SELECTED PASSAGE section start

I Don't Have Brush For That
We are checking for a source of bacteria contamination of post-pasteurized milk from nursing bottles. Only the very youngest calves are fed with bottles with the remainder learning how to drink from buckets before they are a week old.
The milk coming out of the pasteurizer is clean - all the samples that we culture have no growth at 48 hours - none, zip.
When we collect and culture "as-fed" samples from nursing bottles they are alive with bacteria. This dairy has a history of doing a good job of cleaning milk feeding equipment. Thus, these culture results are puzzling.
Where is the contamination coming from? First, I thought that the contamination was coming from the sampling process - something like dirty hands, thumb on the inside of the sample bottle lid. Nope. Put on clean nitrile gloves when collecting samples.

SELECTED PASSAGE section end
SUPPLIED MATERIAL section start

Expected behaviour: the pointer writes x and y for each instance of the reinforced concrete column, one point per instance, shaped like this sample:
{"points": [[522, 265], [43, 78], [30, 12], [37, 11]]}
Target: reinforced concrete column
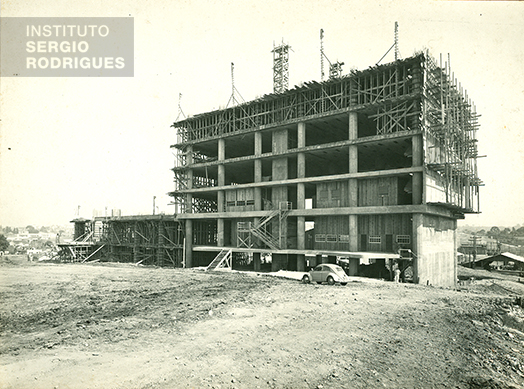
{"points": [[220, 233], [301, 242], [256, 261], [189, 196], [221, 204], [258, 171], [353, 183], [160, 248], [418, 160], [418, 261], [135, 243], [188, 260]]}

SUPPLIED MATERIAL section end

_PROBLEM_.
Can you rewrite the milk contamination passage above, starting with "I Don't Have" and going on through "when collecting samples.", swapping every "nursing bottles" for "feeding bottles"?

_SOLUTION FOR THIS TASK_.
I Don't Have Brush For That
We are checking for a source of bacteria contamination of post-pasteurized milk from feeding bottles. Only the very youngest calves are fed with bottles with the remainder learning how to drink from buckets before they are a week old.
The milk coming out of the pasteurizer is clean - all the samples that we culture have no growth at 48 hours - none, zip.
When we collect and culture "as-fed" samples from feeding bottles they are alive with bacteria. This dairy has a history of doing a good job of cleaning milk feeding equipment. Thus, these culture results are puzzling.
Where is the contamination coming from? First, I thought that the contamination was coming from the sampling process - something like dirty hands, thumb on the inside of the sample bottle lid. Nope. Put on clean nitrile gloves when collecting samples.